#### Page excerpt
Berkeley Study Shows School Gardening Curriculum Makes Kids Healthier
A new study out UC Berkeley examined the benefits of the Edible Schoolyard program in the Berkeley Unified School District and the results are in. The program formally known as the School Lunch Initiative (SLI) led to substantial health and lifestyle benefits to children, but did not necessarily improve academic performance.
The study compared two categories of school lunch programs. According to the executive summary;
Schools with highly developed School Lunch Initiative components offered cooking and garden classes integrated with selected classroom lessons along with improvements in school food and the dining environment.
Schools with lesser-developed School Lunch Initiative components primarily focused on launching the district-wide improvement in school food, but did not offer regular cooking and garden classes integrated with selected classroom lessons.
Sarah Henry at the Atlantic has the run down of the benefits for students in the highly developed SLI.
• Increased nutritional knowledge among 4th and 7th graders who were fed a steady stream of gardening and cooking curriculum.
•
Higher fruit and vegetable consumption among elementary-age students
in schools with more SLI components than in students at schools with
less-developed SLI offerings, including a preference for leafy greens
like kale, spinach, and chard.
• Vegetable intake was
almost one serving per day greater in the schools with a beefed-up food
curriculum, and combined fruit and vegetable consumption increased by
1.5 servings. About 80 percent of this increase came from in-season
produce. In comparison, researchers found a nearly quarter-serving drop
in produce intake among other students.
• More positive
attitudes about the taste and health value of school lunch in students
in more highly developed SLI programs than those in lesser-developed
SLI schools.
• Small increases in produce consumption
occurred among middle-schoolers with higher exposure to nutrition
education as opposed to a drop in fruit and vegetable intake by about
one serving a day among students in the other group.
• There were no detectable differences in academic test scores or body mass index based on differences in SLI exposure.
This study comes out at the same time the Center of Disease Control and Prevention reports that Americans are no eating enought veggies.

#### Extracted entries
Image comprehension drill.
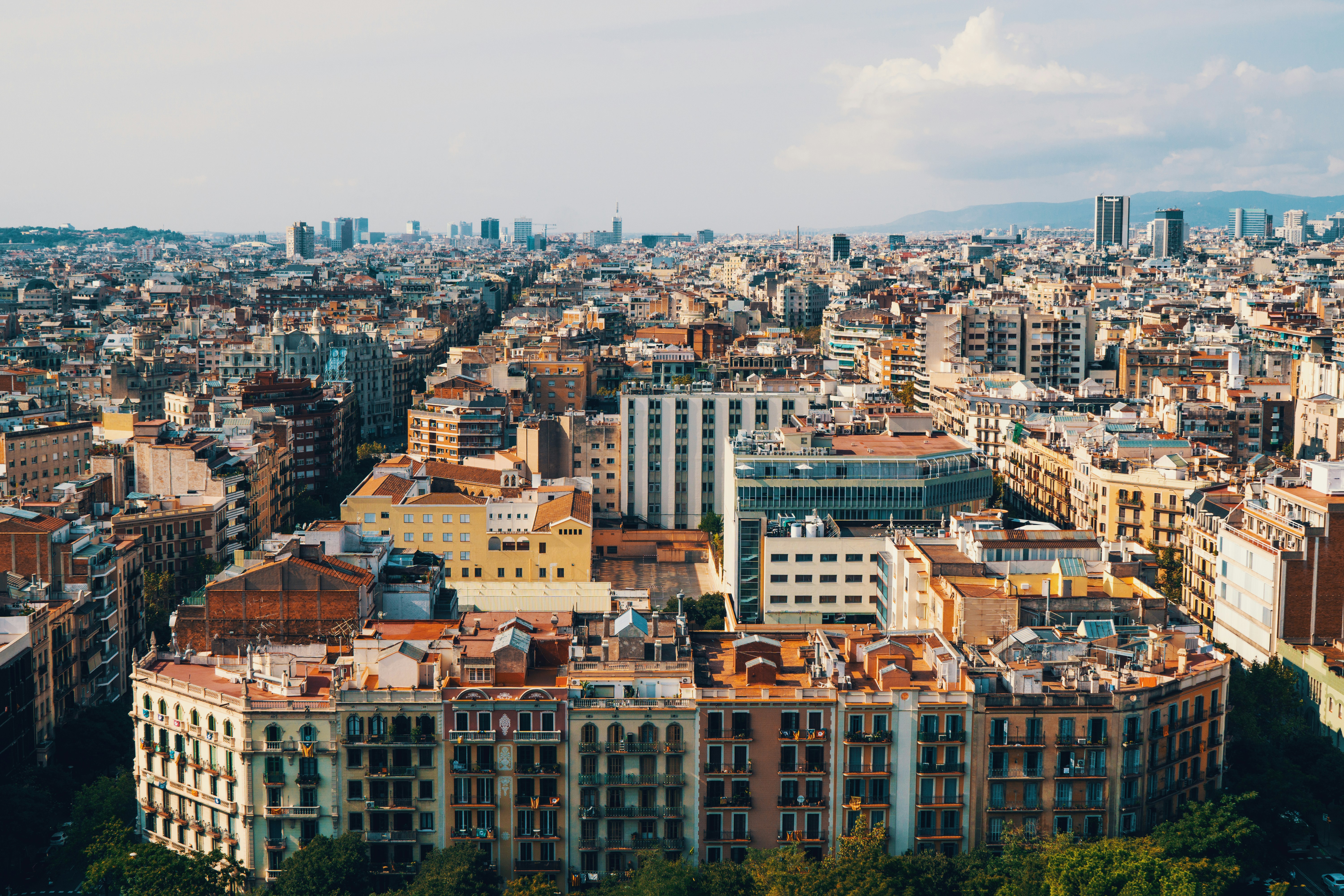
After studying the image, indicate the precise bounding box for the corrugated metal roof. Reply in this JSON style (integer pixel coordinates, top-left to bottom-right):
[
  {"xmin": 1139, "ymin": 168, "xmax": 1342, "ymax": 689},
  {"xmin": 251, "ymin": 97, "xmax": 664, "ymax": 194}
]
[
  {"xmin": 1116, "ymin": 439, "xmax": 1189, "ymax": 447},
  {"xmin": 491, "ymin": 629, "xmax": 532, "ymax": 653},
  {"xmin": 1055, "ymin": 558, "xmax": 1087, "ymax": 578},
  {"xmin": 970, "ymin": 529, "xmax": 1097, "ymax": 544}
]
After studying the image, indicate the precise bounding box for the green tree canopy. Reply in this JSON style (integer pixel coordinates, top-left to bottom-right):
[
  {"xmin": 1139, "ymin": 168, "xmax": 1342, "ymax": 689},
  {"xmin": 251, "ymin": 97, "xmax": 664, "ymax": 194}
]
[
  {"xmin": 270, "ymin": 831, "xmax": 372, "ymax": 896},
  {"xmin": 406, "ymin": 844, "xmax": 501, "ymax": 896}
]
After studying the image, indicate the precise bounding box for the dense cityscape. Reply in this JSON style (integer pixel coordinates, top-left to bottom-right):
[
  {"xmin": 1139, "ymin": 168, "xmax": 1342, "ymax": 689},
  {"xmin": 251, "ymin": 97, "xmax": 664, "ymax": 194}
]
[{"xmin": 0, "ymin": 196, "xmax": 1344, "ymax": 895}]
==
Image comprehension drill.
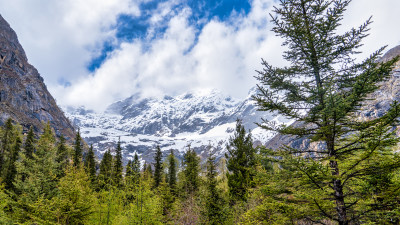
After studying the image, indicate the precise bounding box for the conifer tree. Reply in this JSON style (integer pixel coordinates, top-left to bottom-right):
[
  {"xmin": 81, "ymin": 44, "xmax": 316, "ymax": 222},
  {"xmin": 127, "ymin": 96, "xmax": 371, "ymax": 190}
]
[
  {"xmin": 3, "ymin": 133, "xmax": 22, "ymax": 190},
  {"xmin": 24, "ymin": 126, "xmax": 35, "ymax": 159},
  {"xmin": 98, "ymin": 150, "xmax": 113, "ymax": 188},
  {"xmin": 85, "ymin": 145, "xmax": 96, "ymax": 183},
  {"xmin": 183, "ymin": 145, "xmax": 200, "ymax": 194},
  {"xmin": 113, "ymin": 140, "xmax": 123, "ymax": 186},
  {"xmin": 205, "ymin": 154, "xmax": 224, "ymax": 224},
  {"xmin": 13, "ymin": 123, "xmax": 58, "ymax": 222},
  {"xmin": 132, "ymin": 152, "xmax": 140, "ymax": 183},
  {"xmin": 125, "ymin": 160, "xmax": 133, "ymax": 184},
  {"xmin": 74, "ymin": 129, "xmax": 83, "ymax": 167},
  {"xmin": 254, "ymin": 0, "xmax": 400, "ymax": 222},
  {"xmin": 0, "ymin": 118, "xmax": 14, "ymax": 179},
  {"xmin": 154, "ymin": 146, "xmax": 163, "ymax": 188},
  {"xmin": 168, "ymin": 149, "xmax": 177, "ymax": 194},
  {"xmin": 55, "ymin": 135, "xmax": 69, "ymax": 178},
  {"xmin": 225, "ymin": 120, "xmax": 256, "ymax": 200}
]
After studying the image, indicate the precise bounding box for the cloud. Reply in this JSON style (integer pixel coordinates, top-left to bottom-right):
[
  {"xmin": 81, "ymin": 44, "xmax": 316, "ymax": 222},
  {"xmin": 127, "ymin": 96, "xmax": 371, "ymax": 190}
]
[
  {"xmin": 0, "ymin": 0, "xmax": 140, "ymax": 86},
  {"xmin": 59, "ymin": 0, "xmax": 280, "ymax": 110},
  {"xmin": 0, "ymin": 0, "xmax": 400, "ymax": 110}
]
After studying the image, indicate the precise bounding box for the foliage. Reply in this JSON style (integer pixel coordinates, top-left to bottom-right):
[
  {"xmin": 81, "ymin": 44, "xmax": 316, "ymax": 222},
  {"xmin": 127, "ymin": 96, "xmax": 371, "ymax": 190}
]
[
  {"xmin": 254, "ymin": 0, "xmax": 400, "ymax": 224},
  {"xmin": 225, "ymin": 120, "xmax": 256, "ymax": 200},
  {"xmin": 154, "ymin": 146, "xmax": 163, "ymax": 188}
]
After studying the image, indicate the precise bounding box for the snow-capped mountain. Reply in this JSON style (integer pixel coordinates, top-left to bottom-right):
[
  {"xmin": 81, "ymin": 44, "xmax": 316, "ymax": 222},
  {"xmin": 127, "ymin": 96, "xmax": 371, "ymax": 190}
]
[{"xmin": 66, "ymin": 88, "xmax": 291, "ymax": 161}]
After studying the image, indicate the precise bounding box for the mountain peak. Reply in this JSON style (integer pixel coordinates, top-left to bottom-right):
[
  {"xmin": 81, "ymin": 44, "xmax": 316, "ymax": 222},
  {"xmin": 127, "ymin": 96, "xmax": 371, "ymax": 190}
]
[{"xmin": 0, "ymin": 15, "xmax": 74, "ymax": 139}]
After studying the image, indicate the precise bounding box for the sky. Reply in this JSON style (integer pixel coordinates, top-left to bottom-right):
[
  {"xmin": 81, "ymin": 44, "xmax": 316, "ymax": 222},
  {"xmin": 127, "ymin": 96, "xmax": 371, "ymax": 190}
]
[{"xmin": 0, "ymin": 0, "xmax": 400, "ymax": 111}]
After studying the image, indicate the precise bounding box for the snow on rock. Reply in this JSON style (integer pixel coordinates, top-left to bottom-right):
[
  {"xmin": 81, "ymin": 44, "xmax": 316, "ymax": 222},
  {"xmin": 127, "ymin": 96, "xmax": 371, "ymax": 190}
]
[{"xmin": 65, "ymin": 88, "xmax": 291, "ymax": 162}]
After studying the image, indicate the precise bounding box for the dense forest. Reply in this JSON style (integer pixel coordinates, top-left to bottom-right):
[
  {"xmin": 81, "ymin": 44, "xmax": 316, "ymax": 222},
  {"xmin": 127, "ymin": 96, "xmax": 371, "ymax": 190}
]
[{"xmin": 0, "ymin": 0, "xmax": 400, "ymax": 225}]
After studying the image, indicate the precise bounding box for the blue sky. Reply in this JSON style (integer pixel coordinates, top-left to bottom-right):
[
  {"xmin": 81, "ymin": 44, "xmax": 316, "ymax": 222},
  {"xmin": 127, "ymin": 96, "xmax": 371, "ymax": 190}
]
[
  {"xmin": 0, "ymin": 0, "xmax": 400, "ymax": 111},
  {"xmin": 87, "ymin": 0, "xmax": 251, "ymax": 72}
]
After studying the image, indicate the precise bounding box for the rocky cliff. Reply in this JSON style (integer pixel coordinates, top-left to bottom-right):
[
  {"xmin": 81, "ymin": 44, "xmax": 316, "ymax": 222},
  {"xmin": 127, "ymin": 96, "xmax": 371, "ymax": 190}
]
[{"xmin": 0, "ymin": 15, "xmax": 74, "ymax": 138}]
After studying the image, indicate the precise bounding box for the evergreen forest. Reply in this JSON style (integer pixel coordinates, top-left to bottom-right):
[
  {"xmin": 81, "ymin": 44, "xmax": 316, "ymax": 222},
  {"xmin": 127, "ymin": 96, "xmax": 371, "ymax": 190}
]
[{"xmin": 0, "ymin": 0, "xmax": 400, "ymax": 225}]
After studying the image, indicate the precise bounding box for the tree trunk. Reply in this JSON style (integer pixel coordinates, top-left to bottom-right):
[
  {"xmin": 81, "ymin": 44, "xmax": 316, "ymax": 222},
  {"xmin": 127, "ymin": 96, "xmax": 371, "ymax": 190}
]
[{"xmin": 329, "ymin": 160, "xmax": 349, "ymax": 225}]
...
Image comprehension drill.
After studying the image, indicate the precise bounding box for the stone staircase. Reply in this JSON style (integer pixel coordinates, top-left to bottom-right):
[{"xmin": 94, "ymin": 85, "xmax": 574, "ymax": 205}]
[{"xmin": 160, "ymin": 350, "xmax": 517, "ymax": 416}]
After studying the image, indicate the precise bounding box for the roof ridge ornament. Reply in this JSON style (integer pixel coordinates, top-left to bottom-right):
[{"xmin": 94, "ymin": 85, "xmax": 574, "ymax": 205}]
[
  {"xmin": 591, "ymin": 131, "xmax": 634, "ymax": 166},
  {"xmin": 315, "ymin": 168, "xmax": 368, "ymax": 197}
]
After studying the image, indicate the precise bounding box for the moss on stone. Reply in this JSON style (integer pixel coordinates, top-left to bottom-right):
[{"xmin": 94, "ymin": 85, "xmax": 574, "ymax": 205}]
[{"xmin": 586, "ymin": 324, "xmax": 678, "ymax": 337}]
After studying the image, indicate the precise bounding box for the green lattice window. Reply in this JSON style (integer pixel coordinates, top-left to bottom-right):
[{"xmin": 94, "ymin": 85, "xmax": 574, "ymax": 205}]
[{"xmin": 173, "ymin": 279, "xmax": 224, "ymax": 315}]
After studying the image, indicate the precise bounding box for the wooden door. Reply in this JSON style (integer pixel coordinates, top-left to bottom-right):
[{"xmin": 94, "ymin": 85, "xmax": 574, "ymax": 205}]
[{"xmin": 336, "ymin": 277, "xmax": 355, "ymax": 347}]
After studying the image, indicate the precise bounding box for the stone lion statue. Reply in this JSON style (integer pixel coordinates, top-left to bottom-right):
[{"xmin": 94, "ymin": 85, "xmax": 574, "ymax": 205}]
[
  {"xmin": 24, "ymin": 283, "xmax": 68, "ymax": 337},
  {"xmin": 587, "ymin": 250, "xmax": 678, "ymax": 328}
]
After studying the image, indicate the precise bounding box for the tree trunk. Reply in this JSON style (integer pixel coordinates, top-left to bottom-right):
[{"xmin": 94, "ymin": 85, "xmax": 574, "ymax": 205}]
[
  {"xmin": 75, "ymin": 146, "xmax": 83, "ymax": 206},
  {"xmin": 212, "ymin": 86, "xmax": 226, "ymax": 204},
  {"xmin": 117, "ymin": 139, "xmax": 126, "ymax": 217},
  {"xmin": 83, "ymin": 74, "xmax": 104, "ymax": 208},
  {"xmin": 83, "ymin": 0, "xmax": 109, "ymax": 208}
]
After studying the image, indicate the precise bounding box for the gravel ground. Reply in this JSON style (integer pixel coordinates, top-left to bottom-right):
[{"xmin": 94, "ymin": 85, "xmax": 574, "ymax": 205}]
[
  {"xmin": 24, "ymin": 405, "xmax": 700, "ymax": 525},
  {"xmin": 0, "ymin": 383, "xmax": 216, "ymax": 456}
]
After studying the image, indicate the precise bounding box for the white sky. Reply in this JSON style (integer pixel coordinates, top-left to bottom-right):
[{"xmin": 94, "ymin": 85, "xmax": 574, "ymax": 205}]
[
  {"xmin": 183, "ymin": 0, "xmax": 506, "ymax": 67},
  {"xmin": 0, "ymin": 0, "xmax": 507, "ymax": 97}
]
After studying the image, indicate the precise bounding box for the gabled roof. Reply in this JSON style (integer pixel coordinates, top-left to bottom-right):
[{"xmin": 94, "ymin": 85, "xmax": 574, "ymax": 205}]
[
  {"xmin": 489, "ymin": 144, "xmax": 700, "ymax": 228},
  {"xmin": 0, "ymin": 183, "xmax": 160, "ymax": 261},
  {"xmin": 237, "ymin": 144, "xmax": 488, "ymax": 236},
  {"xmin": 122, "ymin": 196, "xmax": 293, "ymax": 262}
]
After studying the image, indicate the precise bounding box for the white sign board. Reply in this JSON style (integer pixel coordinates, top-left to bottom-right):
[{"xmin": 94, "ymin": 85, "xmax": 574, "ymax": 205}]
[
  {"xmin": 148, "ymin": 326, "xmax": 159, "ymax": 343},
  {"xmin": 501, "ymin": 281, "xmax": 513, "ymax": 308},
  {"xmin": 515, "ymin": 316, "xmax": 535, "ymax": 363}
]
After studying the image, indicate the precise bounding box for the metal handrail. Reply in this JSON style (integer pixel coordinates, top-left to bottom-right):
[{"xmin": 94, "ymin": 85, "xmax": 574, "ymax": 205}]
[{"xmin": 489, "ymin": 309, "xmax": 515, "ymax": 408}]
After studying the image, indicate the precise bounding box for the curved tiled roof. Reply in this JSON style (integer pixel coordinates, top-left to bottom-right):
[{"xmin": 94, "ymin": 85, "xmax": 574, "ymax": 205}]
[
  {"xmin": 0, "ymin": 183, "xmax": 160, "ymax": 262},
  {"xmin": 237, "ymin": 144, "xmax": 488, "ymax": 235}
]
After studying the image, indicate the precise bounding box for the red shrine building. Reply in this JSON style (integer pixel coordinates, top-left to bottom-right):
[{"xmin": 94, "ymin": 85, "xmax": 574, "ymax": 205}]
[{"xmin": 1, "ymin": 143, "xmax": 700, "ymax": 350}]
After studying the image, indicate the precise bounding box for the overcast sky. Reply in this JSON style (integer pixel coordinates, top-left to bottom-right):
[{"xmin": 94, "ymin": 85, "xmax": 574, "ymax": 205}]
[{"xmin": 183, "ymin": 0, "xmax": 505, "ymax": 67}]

#### Actions to take
(A) In the school garden study article, about what share of the increase in fruit and vegetable consumption came from in-season produce?
(B) Please edit the school garden study article: write out everything from "Schools with lesser-developed" down to "selected classroom lessons.", with "launching" changed to "introducing".
The items come from a source unrelated to the school garden study article.

#### Answers for the tasks
(A) About 80 percent.

(B)
Schools with lesser-developed School Lunch Initiative components primarily focused on introducing the district-wide improvement in school food, but did not offer regular cooking and garden classes integrated with selected classroom lessons.